Sabtu, 27 Oktober 2018

Kitab al-Hikam (Pasal 120-124) : Manfaat-manfaat Shalat

Kitab al-Hikam Terjemah (Buku Pertama).

(Pasal 120)
1. Shalat adalah pembersih hati dari kotoran dosa dan pembuka pintu kegaiban.

(Ibnu Atha'illah al-Iskandari).

SHALAT YANG sesungguhnya ialah yang menjadi pembersih hati dari pengaruh dan kotoran duniawi dan dosa, serta sifat-sifat lain yang menjauhkan pelakunya dari pandangan kepada Tuhan Yang Maha Perkasa.

Shalat juga merupakan pembuka pintu sesuatu yang tak pernah kau miliki, yaitu berupa makrifat dan rahasia-rahasia Ilahi. Makrifat dan rahasia Ilahi ini diumpamakan dengan harta karun yang tertutup rapat. Jika hati sudah dibersihkan, tutupnya akan diangkat sehingga ia bisa melihat rahasia-rahasia gaib yang tak bisa dilihatnya.

(Pasal 121)
2. Shalat adalah tempat munajat dan kerinduan. Di dalamnya ruang rahasia meluas dan cahaya-cahaya bersinar.

(Ibnu Atha'illah al-Iskandari).

MUNAJAT BERMAKNA keintiman dan percakapan lembut seorang hamba dengan Tuhannya. Shalat adalah media munajat hamba kepada Tuhannya. Dengan munajat itu, Allah menampakkan sifat-sifat-Nya yang indah sebagai rahmat-Nya kepada para hamba dan seluruh alam semesta. Dengan munajat itu pula, Allah memasukkan ke dalam batin hamba ilmu-ilmu laduni dan rahasia-rahasia pengetahuan.

Shalat juga menjadi sarana pertemuan dan pelepas rindu hamba dengan Tuhannya. Dengan shalat, hamba menghadap-Nya dengan segenap jiwa raga dan mendatangi-Nya secara lahir dan batin sehingga dalam relung batinnya tak ada yang tersimpan selain-Nya. Dengan shalat juga, Allah akan membersihkan hamba-Nya dengan memberi kemampuan syuhud dan mencurahkan karunia dan kebaikan-Nya. Inilah pembersihan yang paling tinggi. Semakin seorang hamba mendekati-Nya maka Allah pun akan semakin lebih mendekatinya lagi.

Di dalam shalat, ruang hati menjadi luas, sehingga bisa menerima rahasia-rahasia yang berlimpah.

Di dalam shalat pula cahaya bersinar terang. Jika cahaya menyinari hati, hati itu akan lapang dan terbuka menerima berbagai ilmu dan makrifat. Itulah buah munajat dan pembersihan yang disebut di atas. Semuanya adalah penegasan dari hikmah sebelumnya bahwa yang dituntut dari hamba adalah mendirikan shalat secara sungguh-sungguh, bukan sekadar melaksanakannya.

▶ **BARIS DATA**
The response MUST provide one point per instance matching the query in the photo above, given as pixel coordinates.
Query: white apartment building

▶ **TINDAKAN YANG DIPERLUKAN**
A. Apa makna munajat menurut teks tentang manfaat shalat?
B. Lanjutkan teks tentang manfaat shalat mulai dari sesudah kalimat terakhirnya.

▶ **KUMPULAN JAWABAN**
A. Munajat bermakna keintiman dan percakapan lembut seorang hamba dengan Tuhannya.

B.
(Pasal 122)
3. Allah mengetahui kelemahan dirimu sehingga menyedikitkan bilangan (shalat). Dia juga mengetahui kebutuhanmu terhadap karunia-Nya sehingga melipatgandakan pahala-Nya.

(Ibnu Atha'illah al-Iskandari).

ALLAH TELAH mengetahui kelemahanmu, wahai murid, karena kemampuan dan energi manusia tak akan sanggup menyaksikan penampakan Ilahi. Oleh karena itu, Dia mengurangi bilangan shalat dari yang sebelumnya lima puluh waktu menjadi lima waktu saja. Allah juga mengetahui rasa butuhmu kepada karunia-Nya, karena itu Dia memberikan ilmu-ilmu, rahasia-rahasia, dan pengetahuan-Nya ke dalam hati seorang yang shalat. Ungkapan ini ditujukan untuk para murid.

Untuk selain murid, Allah mengetahui kelemahanmu karena kau malas dan sibuk dengan duniawi sehingga tak sanggup melakukan shalat yang banyak. Allah juga mengetahui kebutuhanmu akan karunia-Nya. Oleh karena itu, Dia memperbanyak pahala-Nya dengan memberikan sebanyak lima puluh pahala untuk shalat lima waktu.

(Pasal 123).
4. Ketika kau meminta balasan atas sebuah amal, sebenarnya kau dituntut untuk tulus di dalamnya. Sudah cukup beruntung bila seseorang selamat dari siksa-Nya.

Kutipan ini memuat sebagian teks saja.